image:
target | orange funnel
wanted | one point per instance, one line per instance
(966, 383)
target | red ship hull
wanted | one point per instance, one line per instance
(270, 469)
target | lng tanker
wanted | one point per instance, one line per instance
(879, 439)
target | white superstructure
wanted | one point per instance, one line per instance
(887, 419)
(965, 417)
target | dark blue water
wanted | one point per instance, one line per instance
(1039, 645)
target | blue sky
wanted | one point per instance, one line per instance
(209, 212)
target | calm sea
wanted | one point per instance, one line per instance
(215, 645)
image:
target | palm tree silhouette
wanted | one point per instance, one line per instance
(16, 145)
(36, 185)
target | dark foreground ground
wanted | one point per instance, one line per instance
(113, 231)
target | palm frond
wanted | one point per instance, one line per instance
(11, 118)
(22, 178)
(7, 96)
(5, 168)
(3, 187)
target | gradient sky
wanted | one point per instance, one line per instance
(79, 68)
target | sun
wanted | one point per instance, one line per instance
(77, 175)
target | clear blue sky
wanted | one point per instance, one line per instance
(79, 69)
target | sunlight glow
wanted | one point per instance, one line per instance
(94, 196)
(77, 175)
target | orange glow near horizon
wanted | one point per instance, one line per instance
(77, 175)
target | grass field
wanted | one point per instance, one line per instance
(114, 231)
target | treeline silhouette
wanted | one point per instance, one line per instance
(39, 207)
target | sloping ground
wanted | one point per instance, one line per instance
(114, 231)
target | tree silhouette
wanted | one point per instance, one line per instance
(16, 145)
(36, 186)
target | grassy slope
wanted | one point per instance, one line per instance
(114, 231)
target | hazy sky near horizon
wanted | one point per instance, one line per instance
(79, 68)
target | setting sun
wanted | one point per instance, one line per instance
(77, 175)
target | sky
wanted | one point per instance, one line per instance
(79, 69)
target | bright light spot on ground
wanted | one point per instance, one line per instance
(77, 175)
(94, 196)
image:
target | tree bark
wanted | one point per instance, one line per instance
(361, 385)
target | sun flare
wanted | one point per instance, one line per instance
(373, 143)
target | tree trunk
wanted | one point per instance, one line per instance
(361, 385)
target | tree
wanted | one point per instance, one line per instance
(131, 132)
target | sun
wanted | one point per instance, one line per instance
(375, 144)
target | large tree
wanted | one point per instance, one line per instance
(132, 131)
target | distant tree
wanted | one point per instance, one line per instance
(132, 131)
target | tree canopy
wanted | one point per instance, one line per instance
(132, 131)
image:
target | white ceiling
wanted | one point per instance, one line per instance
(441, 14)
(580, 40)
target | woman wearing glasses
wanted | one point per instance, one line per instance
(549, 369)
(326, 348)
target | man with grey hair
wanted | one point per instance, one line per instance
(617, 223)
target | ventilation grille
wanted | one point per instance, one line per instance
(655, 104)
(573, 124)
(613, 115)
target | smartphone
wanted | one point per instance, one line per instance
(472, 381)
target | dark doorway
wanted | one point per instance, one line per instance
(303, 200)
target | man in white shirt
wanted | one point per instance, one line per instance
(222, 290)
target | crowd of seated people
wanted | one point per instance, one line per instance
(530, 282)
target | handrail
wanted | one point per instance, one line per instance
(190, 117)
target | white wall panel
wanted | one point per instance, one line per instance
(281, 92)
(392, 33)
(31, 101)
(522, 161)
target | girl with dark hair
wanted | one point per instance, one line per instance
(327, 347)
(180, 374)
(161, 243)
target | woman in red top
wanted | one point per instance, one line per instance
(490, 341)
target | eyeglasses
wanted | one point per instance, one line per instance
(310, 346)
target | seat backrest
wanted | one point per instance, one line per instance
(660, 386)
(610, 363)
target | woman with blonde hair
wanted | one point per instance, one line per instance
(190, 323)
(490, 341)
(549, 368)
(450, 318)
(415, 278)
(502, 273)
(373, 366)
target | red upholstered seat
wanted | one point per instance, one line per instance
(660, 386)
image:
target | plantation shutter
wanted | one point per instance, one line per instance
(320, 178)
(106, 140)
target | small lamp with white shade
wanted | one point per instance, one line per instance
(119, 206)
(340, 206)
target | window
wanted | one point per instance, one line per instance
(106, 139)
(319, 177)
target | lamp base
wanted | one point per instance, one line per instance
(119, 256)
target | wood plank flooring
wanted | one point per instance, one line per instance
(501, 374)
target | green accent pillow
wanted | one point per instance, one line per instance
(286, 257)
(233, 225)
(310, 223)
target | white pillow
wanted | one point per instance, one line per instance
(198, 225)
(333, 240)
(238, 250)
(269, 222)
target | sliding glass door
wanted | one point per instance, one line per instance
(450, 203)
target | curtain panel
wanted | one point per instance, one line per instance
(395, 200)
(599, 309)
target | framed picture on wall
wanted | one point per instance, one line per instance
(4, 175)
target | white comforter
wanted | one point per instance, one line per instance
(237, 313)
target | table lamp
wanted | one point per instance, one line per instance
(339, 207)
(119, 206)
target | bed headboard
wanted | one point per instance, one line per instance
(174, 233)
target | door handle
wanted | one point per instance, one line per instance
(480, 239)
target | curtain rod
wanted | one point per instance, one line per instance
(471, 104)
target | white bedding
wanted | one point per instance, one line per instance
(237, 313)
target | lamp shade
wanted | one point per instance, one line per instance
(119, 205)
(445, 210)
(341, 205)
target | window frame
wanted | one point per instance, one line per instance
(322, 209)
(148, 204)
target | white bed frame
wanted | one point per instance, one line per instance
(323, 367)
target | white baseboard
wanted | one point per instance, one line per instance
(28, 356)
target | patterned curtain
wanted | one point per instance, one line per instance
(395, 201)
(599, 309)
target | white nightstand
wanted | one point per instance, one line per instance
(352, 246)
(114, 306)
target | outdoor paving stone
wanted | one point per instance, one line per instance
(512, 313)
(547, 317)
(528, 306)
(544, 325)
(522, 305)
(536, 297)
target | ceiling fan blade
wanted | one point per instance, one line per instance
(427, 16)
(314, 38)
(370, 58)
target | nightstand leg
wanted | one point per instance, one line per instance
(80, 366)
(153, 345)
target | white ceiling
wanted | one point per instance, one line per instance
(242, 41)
::::::::
Required action:
Every record above must be set down again, word for word.

Task solution:
image:
target | orange funnel
wanted | one point per instance, one line per instance
(966, 383)
target | red ship hull
wanted | one point per instance, one line per instance
(270, 469)
target | lng tanker
wanted | one point per instance, one line per instance
(879, 439)
target | white superstructure
wanted | one point per instance, one line per instance
(887, 419)
(965, 417)
target | dark blue water
wanted | one point per instance, one line per instance
(1039, 645)
target | blue sky
wanted | one point per instance, one line per instance
(209, 212)
target | calm sea
wanted | one point per instance, one line per instance
(215, 645)
image:
target | palm tree silhouette
wanted | one point per instance, one line per instance
(16, 145)
(36, 185)
target | dark foreground ground
wanted | one point per instance, one line per instance
(113, 231)
target | palm frond
wanted | one point per instance, one line per instance
(11, 118)
(22, 178)
(7, 96)
(5, 168)
(3, 187)
target | gradient sky
wanted | one point per instance, one line per instance
(79, 68)
target | sun
wanted | one point per instance, one line per instance
(77, 175)
target | clear blue sky
wanted | one point per instance, one line per instance
(79, 69)
target | sunlight glow
wanted | one point per instance, one line per instance
(94, 196)
(77, 175)
target | orange glow near horizon
wanted | one point per instance, one line per instance
(77, 175)
target | grass field
wanted | one point per instance, one line per instance
(114, 231)
target | treeline silhouette
wanted | one point per instance, one line per instance
(39, 207)
target | sloping ground
wanted | one point per instance, one line per instance
(114, 231)
target | tree silhouette
wanted | one point per instance, one line per instance
(16, 145)
(36, 186)
target | grassy slope
wanted | one point per instance, one line per instance
(114, 231)
target | hazy sky near horizon
wanted | one point per instance, one line per instance
(79, 68)
target | setting sun
wanted | one point per instance, one line per instance
(77, 175)
target | sky
wanted | one point per instance, one line per instance
(79, 69)
target | bright light spot on ground
wanted | one point per instance, one line per instance
(77, 175)
(94, 196)
image:
target | tree bark
wanted | one point per instance, one line per instance
(361, 385)
target | sun flare
wanted | one point per instance, one line per instance
(373, 143)
target | tree trunk
wanted | one point per instance, one line per instance
(361, 385)
target | tree
wanted | one point per instance, one line per instance
(131, 132)
target | sun
wanted | one point per instance, one line per instance
(375, 144)
target | large tree
wanted | one point per instance, one line per instance
(132, 131)
target | distant tree
wanted | one point per instance, one line per instance
(132, 131)
target | tree canopy
wanted | one point per instance, one line per instance
(132, 131)
image:
target | white ceiling
wanted | one point per instance, one line per instance
(441, 14)
(580, 40)
target | woman wearing glasses
wanted | one point per instance, one line per instance
(549, 369)
(326, 348)
target | man with grey hair
wanted | one point per instance, one line per instance
(617, 223)
target | ventilation grille
wanted | one point per instance, one line per instance
(655, 104)
(573, 124)
(613, 115)
target | smartphone
wanted | one point per instance, one line per instance
(472, 381)
target | dark doorway
wanted | one point per instance, one line per instance
(303, 200)
target | man in white shirt
wanted | one point per instance, one line per instance
(222, 290)
target | crowd of seated people
wanted | one point per instance, one line per instance
(530, 282)
target | handrail
wanted | one point per instance, one line per instance
(190, 117)
target | white wall panel
wanted | one point per instance, one line per instance
(281, 92)
(392, 33)
(31, 101)
(522, 161)
target | girl with dark hair
wanted | one point per instance, one line per instance
(327, 347)
(180, 374)
(161, 243)
target | woman in red top
wanted | one point per instance, one line per instance
(490, 341)
target | eyeglasses
wanted | one point per instance, one line per instance
(310, 346)
target | seat backrest
wanted | one point per instance, one line per instance
(660, 386)
(610, 363)
target | woman with blonde hair
wanted | one point per instance, one line per instance
(190, 323)
(490, 341)
(549, 368)
(450, 318)
(415, 278)
(502, 273)
(373, 366)
target | red upholstered seat
wanted | one point per instance, one line per instance
(660, 386)
image:
target | plantation shutter
wanted | one point per instance, one line per instance
(320, 178)
(106, 140)
target | small lamp with white shade
wanted | one point per instance, one line per instance
(119, 206)
(340, 206)
target | window
wanted | one point per instance, one line per instance
(106, 139)
(319, 177)
target | lamp base
wanted | one point per instance, one line per instance
(119, 256)
target | wood plank flooring
wanted | one point per instance, one line per instance
(501, 374)
target | green accent pillow
wanted | one point per instance, one line per instance
(286, 257)
(233, 225)
(310, 223)
target | white pillow
wanted | one point per instance, one line per instance
(198, 225)
(333, 240)
(238, 250)
(269, 222)
target | sliding glass door
wanted | one point per instance, one line per instance
(450, 203)
target | curtain panel
wanted | one point per instance, one line per instance
(395, 200)
(599, 309)
target | framed picture on wall
wanted | one point per instance, one line per instance
(4, 175)
target | white comforter
wanted | one point per instance, one line per instance
(237, 313)
target | table lamp
wanted | one point per instance, one line per instance
(339, 207)
(119, 206)
target | bed headboard
wanted | one point per instance, one line per instance
(174, 233)
target | door handle
wanted | one point per instance, one line per instance
(480, 239)
target | curtain rod
wanted | one point per instance, one line per instance
(471, 104)
target | white bedding
wanted | one point per instance, one line per instance
(237, 313)
target | lamp shade
wanted | one point per instance, one line per instance
(119, 205)
(445, 210)
(341, 205)
target | window frame
wanted | one point per instance, one line per instance
(322, 209)
(148, 204)
target | white bed frame
wanted | one point per instance, one line per instance
(323, 367)
target | white baseboard
wanted | one point per instance, one line per instance
(28, 356)
target | patterned curtain
wanted | one point per instance, one line per instance
(395, 201)
(599, 309)
target | white nightstand
wanted | one point per instance, one line per instance
(352, 246)
(114, 306)
target | outdoor paving stone
wanted | one point per instance, one line per instance
(512, 313)
(547, 317)
(528, 306)
(544, 325)
(522, 305)
(536, 297)
target | ceiling fan blade
wanted | one point per instance, one line per instance
(427, 16)
(314, 38)
(370, 58)
target | nightstand leg
wanted | one point per instance, one line per instance
(80, 366)
(153, 345)
target | white ceiling
wanted | one point per instance, one line per instance
(242, 41)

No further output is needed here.